## Action item:
Print the data exactly. Omit the pictures.

## Dataset content:

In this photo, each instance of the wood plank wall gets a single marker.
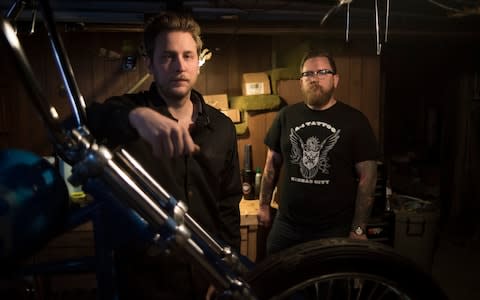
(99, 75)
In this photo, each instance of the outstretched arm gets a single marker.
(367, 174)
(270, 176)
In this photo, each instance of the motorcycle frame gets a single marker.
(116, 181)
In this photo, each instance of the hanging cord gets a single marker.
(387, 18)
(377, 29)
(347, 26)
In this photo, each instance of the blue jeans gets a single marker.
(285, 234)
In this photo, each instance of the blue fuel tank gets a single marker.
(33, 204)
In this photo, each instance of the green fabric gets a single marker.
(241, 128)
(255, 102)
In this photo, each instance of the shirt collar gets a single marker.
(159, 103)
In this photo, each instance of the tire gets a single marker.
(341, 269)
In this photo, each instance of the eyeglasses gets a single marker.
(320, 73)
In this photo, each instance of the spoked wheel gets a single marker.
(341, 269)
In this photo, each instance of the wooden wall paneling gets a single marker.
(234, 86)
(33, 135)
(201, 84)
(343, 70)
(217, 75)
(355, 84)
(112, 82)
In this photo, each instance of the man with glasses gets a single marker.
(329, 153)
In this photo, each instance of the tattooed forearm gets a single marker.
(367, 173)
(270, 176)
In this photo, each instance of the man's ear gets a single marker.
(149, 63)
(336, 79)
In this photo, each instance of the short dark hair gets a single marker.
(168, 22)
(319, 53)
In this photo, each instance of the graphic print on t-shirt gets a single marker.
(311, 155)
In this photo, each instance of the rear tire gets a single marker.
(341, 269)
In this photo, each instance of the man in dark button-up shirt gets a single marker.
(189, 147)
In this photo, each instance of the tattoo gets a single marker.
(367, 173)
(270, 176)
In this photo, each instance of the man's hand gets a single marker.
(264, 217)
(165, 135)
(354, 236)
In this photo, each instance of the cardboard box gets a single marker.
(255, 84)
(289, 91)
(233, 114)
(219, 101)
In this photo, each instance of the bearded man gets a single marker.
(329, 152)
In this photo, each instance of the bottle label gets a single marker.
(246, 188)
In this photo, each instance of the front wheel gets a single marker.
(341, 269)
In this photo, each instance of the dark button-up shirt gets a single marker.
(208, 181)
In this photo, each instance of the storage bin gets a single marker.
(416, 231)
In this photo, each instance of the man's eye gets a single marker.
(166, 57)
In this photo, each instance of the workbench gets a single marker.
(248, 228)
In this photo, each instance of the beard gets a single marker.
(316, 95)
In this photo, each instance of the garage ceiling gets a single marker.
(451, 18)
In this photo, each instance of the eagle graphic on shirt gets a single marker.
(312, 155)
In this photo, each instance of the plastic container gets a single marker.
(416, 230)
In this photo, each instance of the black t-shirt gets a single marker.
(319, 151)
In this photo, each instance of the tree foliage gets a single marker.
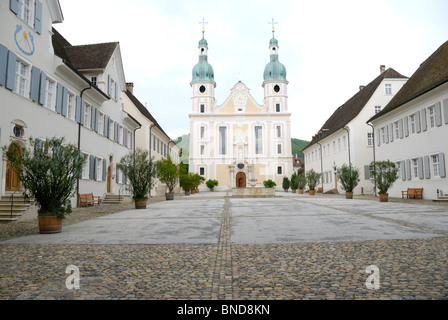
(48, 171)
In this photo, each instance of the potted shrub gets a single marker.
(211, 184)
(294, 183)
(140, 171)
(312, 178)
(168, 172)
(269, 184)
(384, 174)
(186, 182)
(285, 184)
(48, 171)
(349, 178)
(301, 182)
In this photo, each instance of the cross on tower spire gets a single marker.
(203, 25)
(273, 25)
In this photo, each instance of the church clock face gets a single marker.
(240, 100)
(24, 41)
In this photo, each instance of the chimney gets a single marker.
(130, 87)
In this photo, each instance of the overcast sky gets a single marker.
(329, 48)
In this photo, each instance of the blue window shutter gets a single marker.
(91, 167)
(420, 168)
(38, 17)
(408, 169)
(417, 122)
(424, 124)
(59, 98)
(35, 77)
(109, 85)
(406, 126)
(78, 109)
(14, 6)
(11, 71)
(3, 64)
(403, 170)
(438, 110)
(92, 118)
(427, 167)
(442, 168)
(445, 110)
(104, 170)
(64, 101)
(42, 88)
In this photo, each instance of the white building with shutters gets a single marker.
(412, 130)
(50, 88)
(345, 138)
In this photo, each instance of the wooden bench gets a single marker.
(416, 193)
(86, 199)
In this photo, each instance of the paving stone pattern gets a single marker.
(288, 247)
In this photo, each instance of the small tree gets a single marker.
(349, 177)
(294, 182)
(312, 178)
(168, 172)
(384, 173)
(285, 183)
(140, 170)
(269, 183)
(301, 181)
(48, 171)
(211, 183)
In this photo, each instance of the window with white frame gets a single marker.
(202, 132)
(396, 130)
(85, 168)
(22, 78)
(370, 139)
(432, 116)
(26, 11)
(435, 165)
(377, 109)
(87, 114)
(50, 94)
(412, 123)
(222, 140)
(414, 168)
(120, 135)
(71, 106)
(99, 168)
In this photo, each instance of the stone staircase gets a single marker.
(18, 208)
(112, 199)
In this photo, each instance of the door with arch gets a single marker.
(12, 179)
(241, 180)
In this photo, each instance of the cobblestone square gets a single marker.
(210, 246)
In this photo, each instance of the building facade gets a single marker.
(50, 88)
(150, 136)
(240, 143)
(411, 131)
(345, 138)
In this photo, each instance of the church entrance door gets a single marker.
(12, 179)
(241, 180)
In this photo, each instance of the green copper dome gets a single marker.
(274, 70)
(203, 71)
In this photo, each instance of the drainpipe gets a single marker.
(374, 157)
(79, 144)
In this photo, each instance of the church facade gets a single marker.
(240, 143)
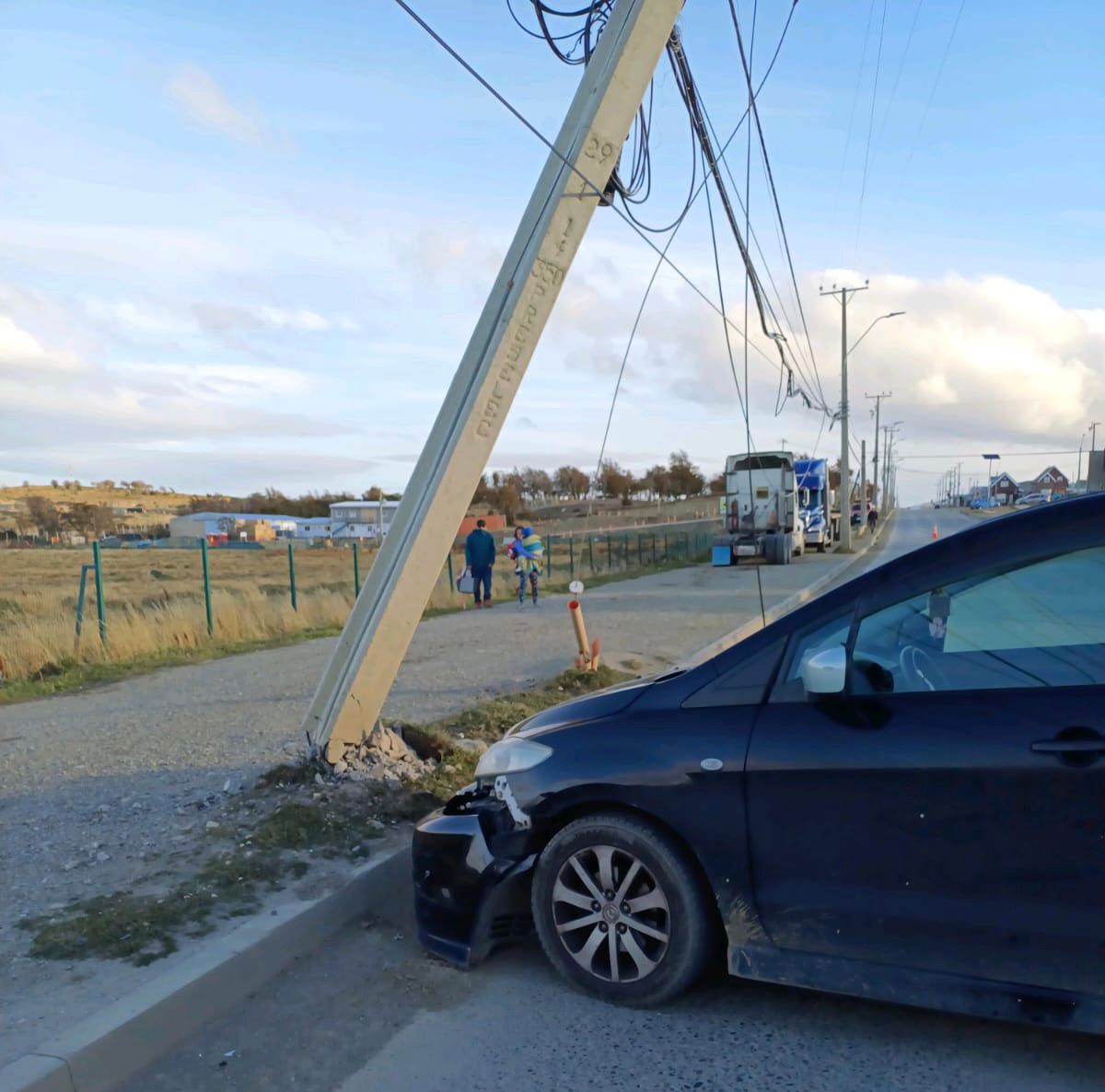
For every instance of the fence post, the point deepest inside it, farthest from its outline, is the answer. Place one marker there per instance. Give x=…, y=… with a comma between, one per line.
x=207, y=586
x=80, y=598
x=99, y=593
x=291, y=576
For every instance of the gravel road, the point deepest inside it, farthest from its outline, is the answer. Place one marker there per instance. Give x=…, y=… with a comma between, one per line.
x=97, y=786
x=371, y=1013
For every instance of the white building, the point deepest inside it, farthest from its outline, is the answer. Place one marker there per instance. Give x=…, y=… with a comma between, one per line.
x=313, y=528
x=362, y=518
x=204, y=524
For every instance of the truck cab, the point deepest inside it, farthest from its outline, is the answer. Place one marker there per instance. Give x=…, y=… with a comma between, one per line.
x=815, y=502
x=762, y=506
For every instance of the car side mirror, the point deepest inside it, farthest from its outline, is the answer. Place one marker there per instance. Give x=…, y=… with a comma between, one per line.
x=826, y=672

## Expected answer:
In this photo, each instance of the wood plank wall gets a single marker.
(99, 75)
In this photo, each instance of the outstretched arm gets a single marker.
(367, 174)
(270, 176)
In this photo, each instance of the motorcycle frame gets a single marker.
(116, 181)
In this photo, each instance of the hanging cord gets a single marker.
(387, 18)
(377, 29)
(347, 26)
In this photo, each instance of the blue jeans gets a single marker.
(285, 234)
In this photo, each instance of the blue fuel tank gets a single marker.
(33, 204)
In this photo, each instance of the green fabric gets a single marker.
(241, 128)
(255, 102)
In this photo, each instance of the shirt collar gets a single marker.
(159, 103)
In this photo, each instance of the tire gets a single marker.
(341, 269)
In this photo, each instance of the eyeglasses gets a single marker.
(320, 73)
In this photo, each instance of the spoked wheel gets a single marker.
(341, 269)
In this photo, each instance of the wooden wall paneling gets a single marker.
(234, 86)
(33, 135)
(201, 84)
(343, 70)
(217, 75)
(355, 84)
(112, 82)
In this photo, each instance of the man with glasses gets a single marker.
(329, 153)
In this photo, each instance of the tattooed forearm gets a single marker.
(367, 173)
(270, 176)
In this photo, each instance of the man's ear gets a single marker.
(149, 63)
(336, 79)
In this photo, each instance of the short dark hair gets a single marker.
(168, 22)
(319, 53)
In this photo, each instance of the graphic print on t-shirt gets a single marker.
(311, 155)
In this photo, each instance of the rear tire gets a single marker.
(341, 269)
In this photo, each instance of the man in dark button-up shirt gets a single marker.
(189, 147)
In this photo, each instance of the tattoo gets a single marker.
(367, 173)
(270, 176)
In this photo, each instance of the man's hand gets a single marker.
(264, 217)
(165, 135)
(354, 236)
In this photo, each instance of the cardboard box gets a single marker.
(255, 84)
(289, 91)
(233, 114)
(219, 101)
In this photo, each instance of the bearded man gets a single marker.
(329, 152)
In this photo, each instance of the bottle label gets a single marker.
(246, 188)
In this photo, each instance of the front wheel gets a single marker.
(341, 269)
In this photo, each instance of the dark button-up shirt gets a single marker.
(208, 181)
In this photo, each instance of the storage bin gets a single marker.
(416, 231)
In this photo, each instance of the man's eye gets a single marker.
(166, 57)
In this photo, each instance of the workbench gets a single marker.
(248, 228)
In this photo, each instance of the beard gets a single marker.
(316, 95)
In this photo, each instance of the garage ceiling gets a single marker.
(451, 18)
In this photo, each instance of the eagle graphic on shirt gets a single marker.
(312, 155)
In this photo, each instance of the plastic container gets a single marker.
(416, 230)
In this photo, each instance of the black t-shirt gets a single marker.
(319, 151)
In this photo, each instance of the tree foliage gets a single marker.
(48, 171)
In this photo, each instance of the potted shrub gets a single marker.
(211, 184)
(294, 183)
(140, 171)
(312, 178)
(168, 172)
(269, 184)
(384, 174)
(186, 182)
(285, 184)
(48, 171)
(349, 178)
(301, 182)
In this photo, each instance of the cross on tower spire gets a single marker.
(203, 25)
(273, 25)
In this photo, each instance of the church clock face gets a single marker.
(240, 100)
(24, 41)
In this photo, each instance of the chimney gets a single marker.
(130, 87)
In this photo, each instance of the overcast sky gets a single marker.
(329, 48)
In this photo, each instance of the blue window shutter gets a single marker.
(91, 167)
(420, 168)
(38, 17)
(408, 169)
(417, 122)
(424, 124)
(59, 98)
(35, 77)
(109, 85)
(406, 126)
(78, 109)
(14, 6)
(11, 71)
(3, 64)
(403, 170)
(438, 110)
(92, 118)
(427, 167)
(442, 168)
(445, 110)
(104, 170)
(64, 101)
(42, 88)
In this photo, each instance of the white building with shutters gets a single marker.
(412, 130)
(50, 88)
(345, 138)
In this photo, each instance of the wooden bench gets a single marker.
(416, 193)
(86, 199)
In this photo, each instance of the paving stone pattern gets a single marker.
(288, 247)
In this photo, each instance of the small tree gets a single marker.
(349, 177)
(294, 182)
(312, 178)
(168, 172)
(384, 173)
(285, 183)
(140, 170)
(269, 183)
(301, 181)
(48, 171)
(211, 183)
In this photo, each instance of the window with white frame gets a single marker.
(202, 132)
(396, 130)
(85, 168)
(22, 78)
(370, 139)
(432, 116)
(26, 11)
(435, 165)
(377, 109)
(87, 114)
(50, 94)
(412, 123)
(222, 140)
(414, 168)
(120, 135)
(71, 106)
(99, 168)
In this photo, each instance of the stone staircase gets a single marker.
(18, 208)
(112, 199)
In this photo, each instance of the door with arch gets a single marker.
(12, 179)
(241, 180)
In this photo, each instance of the cobblestone square gets a single marker.
(210, 246)
In this photo, each instance of the building facade gets a single marker.
(50, 88)
(150, 136)
(240, 143)
(411, 131)
(345, 138)
In this photo, each instance of the church entrance door gets a single marker.
(12, 179)
(241, 180)
In this photo, each instance of the green copper dome gets a single marker.
(274, 70)
(203, 71)
In this photo, each instance of the drainpipe gets a single marker.
(374, 157)
(79, 144)
In this photo, each instance of the church facade gets a single marker.
(240, 143)
For every instance of the fence post, the point deepest inside it, farthest from its outline, is the answer. Place one marker there per instance. Give x=…, y=… with a comma between, one per line.
x=207, y=586
x=80, y=598
x=99, y=593
x=291, y=576
For every instance of the gravel road, the point deepest inside it, farthest from its outline, is the answer. Place one marker there per instance. Give x=…, y=… with a comma between, one per line.
x=97, y=786
x=371, y=1013
For every instance of the white building, the point deepest inside it, farthest from its outline, is the answer. Place one marker there per instance. Give x=…, y=… with a comma between, one per line.
x=313, y=528
x=362, y=518
x=204, y=524
For every instance of the truck cab, the point deepest inside it, farthest from its outline, is the answer. Place one marker there per instance. Give x=…, y=… with a comma between, one per line.
x=815, y=502
x=762, y=506
For every instance of the car side mirror, the point deepest inside it, farthest from its outline, is the answer. Place one marker there per instance. Give x=…, y=… with a comma between, one per line.
x=826, y=672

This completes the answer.